= Request =
Rescale the entries from the line containing "Point out the green field" down to the line containing "x=559 y=276", both included, and write out only those lines, requests and all. Multiply every x and y coordinate in the answers by 1.6 and round to whole numbers, with halves rounded up.

= Given entries =

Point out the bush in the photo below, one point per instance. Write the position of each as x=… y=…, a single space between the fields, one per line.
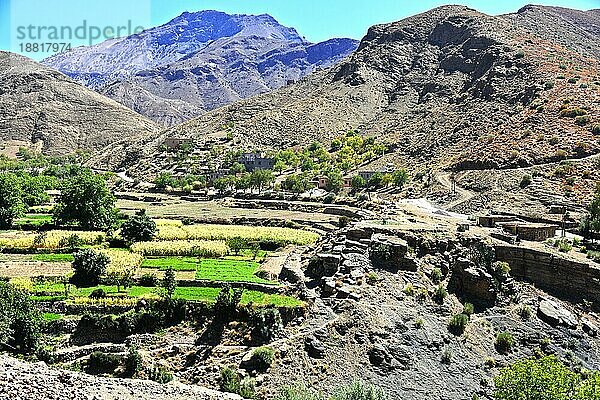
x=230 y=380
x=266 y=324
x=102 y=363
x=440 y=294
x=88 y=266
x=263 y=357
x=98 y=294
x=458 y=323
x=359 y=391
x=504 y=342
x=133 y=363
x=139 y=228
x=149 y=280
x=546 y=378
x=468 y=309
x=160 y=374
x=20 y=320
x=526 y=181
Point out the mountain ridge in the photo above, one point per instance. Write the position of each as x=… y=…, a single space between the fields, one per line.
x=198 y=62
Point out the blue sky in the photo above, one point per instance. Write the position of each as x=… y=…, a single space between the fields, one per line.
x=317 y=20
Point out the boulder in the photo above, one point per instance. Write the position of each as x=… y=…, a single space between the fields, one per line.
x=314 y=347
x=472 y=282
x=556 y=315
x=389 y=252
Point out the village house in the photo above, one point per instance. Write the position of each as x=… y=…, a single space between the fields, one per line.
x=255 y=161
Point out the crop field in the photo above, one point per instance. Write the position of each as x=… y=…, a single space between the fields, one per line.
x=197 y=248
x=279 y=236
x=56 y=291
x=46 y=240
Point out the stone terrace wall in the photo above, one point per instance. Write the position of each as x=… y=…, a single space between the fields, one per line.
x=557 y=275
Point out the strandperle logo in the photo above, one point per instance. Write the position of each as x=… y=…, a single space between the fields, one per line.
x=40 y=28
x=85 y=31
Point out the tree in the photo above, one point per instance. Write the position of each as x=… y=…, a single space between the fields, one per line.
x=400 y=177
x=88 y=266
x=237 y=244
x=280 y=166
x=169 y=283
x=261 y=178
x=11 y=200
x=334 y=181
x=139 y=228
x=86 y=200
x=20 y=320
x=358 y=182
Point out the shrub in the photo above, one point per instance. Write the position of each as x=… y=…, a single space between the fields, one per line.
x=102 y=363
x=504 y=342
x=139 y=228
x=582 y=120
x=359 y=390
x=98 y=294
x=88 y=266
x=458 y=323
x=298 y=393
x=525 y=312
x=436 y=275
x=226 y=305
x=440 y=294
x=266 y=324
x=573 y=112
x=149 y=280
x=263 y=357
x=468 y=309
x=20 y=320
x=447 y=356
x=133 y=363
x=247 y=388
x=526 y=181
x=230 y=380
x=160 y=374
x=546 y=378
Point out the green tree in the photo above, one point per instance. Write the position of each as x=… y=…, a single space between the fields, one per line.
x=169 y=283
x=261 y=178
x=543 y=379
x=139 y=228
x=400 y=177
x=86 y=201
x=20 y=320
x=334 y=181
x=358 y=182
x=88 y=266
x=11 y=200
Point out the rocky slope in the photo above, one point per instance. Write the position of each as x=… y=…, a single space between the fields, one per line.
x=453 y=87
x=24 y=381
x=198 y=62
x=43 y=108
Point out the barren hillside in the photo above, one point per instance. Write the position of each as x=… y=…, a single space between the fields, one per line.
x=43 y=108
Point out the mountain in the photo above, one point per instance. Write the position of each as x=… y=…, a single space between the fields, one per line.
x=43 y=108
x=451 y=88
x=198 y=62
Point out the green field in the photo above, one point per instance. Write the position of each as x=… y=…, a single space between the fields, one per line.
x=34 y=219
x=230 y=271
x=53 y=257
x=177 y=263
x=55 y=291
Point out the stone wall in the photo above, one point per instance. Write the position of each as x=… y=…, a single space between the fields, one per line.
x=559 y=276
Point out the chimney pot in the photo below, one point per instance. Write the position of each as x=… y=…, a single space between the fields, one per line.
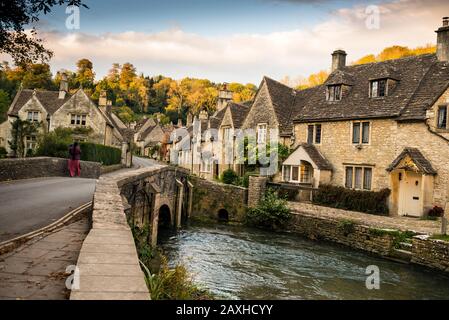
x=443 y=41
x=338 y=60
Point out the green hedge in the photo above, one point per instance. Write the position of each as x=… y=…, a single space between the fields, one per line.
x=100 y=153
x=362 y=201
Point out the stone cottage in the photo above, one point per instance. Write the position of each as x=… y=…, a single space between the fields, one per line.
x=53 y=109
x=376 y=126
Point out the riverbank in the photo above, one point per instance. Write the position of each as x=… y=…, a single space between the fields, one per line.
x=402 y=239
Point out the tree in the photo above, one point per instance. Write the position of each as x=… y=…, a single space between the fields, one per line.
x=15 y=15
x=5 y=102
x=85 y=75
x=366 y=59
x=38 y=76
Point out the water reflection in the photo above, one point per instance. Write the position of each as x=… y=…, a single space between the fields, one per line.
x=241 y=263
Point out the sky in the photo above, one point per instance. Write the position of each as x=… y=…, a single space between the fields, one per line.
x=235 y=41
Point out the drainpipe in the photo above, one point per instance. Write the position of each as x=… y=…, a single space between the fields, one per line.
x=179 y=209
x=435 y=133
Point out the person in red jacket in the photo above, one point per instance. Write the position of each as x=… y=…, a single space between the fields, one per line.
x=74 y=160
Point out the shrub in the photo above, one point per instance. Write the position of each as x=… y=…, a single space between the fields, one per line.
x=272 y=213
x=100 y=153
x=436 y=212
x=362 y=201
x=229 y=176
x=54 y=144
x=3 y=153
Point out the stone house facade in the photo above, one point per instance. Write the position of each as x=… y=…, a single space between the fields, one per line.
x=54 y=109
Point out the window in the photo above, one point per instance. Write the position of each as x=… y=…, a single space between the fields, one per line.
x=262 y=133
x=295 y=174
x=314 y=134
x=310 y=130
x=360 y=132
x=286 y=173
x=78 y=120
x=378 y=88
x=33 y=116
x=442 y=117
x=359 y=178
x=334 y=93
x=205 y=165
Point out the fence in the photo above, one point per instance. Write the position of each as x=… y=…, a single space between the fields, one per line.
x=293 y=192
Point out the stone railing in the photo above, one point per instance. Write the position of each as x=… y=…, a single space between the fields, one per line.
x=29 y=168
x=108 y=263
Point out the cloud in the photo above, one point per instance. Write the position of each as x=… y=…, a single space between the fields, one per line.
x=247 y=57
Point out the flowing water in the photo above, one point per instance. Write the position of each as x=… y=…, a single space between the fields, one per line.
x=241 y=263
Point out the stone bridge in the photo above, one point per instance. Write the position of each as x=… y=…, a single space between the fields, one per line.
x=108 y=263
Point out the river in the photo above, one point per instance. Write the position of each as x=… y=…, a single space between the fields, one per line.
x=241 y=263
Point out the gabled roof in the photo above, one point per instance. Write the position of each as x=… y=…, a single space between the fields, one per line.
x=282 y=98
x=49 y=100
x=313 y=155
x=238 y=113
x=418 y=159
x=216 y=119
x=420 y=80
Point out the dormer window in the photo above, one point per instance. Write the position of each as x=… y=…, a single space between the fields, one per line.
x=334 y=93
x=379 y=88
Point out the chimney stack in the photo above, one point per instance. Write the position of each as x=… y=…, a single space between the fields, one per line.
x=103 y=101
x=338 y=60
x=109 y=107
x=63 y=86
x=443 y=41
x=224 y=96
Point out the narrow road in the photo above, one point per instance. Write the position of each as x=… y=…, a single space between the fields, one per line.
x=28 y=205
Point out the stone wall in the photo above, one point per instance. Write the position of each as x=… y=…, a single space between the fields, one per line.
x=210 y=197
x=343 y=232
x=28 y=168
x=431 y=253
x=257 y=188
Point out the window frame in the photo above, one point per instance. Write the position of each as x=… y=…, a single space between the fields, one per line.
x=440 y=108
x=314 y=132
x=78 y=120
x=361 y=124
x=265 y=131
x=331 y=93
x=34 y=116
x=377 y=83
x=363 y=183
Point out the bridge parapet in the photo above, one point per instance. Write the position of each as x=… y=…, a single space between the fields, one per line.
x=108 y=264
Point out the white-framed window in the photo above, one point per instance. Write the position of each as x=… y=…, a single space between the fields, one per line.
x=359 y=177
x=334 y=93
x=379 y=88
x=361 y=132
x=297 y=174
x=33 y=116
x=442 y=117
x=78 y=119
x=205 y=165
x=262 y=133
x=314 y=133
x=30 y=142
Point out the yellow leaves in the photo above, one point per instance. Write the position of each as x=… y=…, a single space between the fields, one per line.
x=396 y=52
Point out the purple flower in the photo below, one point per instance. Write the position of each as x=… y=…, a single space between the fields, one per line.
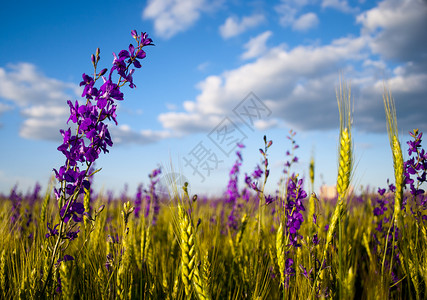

= Exercise answer =
Point out the green field in the photo above, one point per instance. Write the position of each as x=… y=…, a single space between the fields, one per line.
x=54 y=350
x=368 y=434
x=85 y=411
x=283 y=421
x=88 y=466
Point out the stone wall in the photo above, one point per instance. Write the position of each as x=… y=…, a single space between the fields, one per line.
x=894 y=442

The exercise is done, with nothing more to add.